┌─ Text shown
We make available, free of charge, through our investor relations website, our Annual Reports on Form 10-K, Quarterly Reports on Form 10-Q, Current Reports on Form 8-K, statements of changes in beneficial ownership of securities and amendments to those reports and statements as soon as reasonably practicable after they are filed with the SEC. The address for our website is ir.intrusion.com. The contents on our website are not part of this prospectus supplement, and the reference to our website does not constitute incorporation by reference into this prospectus supplement of the information contained at that site.
INCORPORATION BY REFERENCE
The SEC allows us to “incorporate by reference” into this prospectus the information we file with the SEC. This means that we can disclose important information to you by referring you to those documents. Any statement contained in a document incorporated by reference in this prospectus shall be deemed to be modified or superseded for purposes of this prospectus to the extent that a statement contained herein, or in any subsequently filed document, which also is incorporated by reference herein, modifies or supersedes such earlier statement. Any such statement so modified or superseded shall not be deemed, except as so modified or superseded, to constitute a part of this prospectus.
We hereby incorporate by reference into this prospectus the following documents that we have filed with the SEC under the Exchange Act File No. 001-20191 (other than information that is furnished and not filed with the SEC):
| · | our Annual Report on Form 10-K for the year ended December 31, 2021, filed with the SEC on March 18, 2022, including the portions of our Definitive Proxy Statement on Schedule 14A that are incorporated by reference into such Annual Report; |
| · | our Quarterly Reports on Form 10-Q for the quarterly periods ended March 31, 2022 and June 30, 2022, filed with the SEC on May 13, 2022 and August 4, 2022, respectively; |
| · | our Current Reports on Form 8-K filed with the SEC on January 26, 2022, March 10, 2022, April 1, 2022, April 13, 2022, May 17, 2022, May 27, 2022, June 10, 2022, June 27, 2022, June 29, 2022, and August 4, 2022 and our Current Report on Form 8-K/A filed with the SEC on June 22, 2022; and |
| · | the description of our common stock set forth in Exhibit 4.2 to our Annual Report on Form 10-K for the year ended December 31, 2021, filed by us on March 18, 2022, including any amendment or report filed for the purpose of updating such description. |
All documents that we file with the SEC pursuant to Section 13(a), 13(c), 14 or 15(d) of the Exchange Act (other than the information that is furnished and not filed with the SEC) after the date of this prospectus and prior to the termination of offerings under this prospectus shall be deemed to be incorporated by reference in this prospectus from the date of filing of the documents, unless we specifically provide otherwise. Information that we file with the SEC will automatically update and may replace information previously filed with the SEC. To the extent that any information contained in any such SEC filing or any exhibit thereto, was or is furnished to, rather than filed with the SEC, such information or exhibit is specifically not incorporated by reference.
└─
┌─ Data section
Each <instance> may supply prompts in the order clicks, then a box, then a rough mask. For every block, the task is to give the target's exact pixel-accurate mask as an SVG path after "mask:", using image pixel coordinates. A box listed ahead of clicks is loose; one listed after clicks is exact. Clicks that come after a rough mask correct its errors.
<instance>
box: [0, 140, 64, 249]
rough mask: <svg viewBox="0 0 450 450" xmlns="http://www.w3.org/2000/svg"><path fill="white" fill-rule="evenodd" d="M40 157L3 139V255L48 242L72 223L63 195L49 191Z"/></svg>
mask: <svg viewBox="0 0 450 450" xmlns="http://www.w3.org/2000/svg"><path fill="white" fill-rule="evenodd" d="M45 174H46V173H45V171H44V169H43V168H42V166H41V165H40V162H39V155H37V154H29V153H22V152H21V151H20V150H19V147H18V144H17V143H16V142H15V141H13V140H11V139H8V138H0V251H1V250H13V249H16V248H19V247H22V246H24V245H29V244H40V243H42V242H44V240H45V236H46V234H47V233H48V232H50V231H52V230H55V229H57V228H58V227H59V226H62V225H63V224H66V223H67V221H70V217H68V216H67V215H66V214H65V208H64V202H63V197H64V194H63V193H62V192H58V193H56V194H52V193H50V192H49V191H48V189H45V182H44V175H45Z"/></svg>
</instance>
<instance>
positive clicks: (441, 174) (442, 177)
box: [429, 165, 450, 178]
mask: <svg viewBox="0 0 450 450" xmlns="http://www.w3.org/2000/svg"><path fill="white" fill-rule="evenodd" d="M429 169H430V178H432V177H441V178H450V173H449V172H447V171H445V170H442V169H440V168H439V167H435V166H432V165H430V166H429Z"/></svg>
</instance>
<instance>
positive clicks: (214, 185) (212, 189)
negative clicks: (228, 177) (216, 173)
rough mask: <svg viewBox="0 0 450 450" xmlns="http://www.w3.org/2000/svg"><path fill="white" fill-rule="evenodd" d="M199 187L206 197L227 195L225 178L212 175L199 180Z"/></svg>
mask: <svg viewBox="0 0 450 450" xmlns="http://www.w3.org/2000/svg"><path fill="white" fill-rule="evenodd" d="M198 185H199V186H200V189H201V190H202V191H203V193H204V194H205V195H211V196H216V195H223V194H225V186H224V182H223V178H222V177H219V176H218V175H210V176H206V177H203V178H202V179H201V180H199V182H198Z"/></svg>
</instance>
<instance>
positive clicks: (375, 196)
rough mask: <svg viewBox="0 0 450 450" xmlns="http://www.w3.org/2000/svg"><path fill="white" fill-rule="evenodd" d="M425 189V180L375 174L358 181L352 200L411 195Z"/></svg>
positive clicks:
└─
┌─ Data section
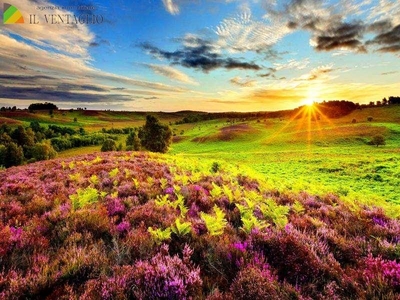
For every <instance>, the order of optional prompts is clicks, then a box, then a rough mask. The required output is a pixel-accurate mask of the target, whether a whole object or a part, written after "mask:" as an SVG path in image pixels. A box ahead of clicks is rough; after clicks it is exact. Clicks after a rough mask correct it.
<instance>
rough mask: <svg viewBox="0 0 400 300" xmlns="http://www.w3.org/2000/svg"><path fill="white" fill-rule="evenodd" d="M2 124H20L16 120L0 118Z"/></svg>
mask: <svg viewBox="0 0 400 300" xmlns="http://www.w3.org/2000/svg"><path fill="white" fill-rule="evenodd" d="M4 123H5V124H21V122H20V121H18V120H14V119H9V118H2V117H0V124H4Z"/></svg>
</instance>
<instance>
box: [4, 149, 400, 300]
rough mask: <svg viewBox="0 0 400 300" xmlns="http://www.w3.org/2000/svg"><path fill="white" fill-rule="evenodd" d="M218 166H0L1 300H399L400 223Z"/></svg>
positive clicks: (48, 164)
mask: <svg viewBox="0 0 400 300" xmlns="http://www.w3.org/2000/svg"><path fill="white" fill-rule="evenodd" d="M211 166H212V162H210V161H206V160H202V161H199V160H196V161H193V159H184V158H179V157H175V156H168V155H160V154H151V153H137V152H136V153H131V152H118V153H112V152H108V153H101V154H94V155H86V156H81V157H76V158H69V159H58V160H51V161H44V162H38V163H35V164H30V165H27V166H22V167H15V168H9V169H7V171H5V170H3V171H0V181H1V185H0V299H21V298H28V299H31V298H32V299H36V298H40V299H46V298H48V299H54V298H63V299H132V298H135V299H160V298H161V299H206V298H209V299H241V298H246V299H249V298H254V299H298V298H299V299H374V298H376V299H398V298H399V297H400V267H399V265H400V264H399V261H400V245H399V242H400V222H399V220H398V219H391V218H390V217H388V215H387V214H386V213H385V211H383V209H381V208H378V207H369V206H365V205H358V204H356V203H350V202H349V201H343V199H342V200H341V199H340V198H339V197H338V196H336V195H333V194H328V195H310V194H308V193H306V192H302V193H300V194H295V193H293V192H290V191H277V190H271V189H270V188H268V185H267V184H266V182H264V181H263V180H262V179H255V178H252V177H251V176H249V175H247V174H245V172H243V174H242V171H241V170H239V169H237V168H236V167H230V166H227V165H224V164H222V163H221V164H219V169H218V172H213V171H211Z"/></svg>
└─
Answer the following questions using the prospectus excerpt:
1. What is the address of the investor relations website?
2. Under which Exchange Act file number were the incorporated documents filed?
3. On what date was the Annual Report on Form 10-K for the year ended December 31, 2021 filed with the SEC?

* **Answer below**
1. ir.intrusion.com
2. 001-20191
3. March 18, 2022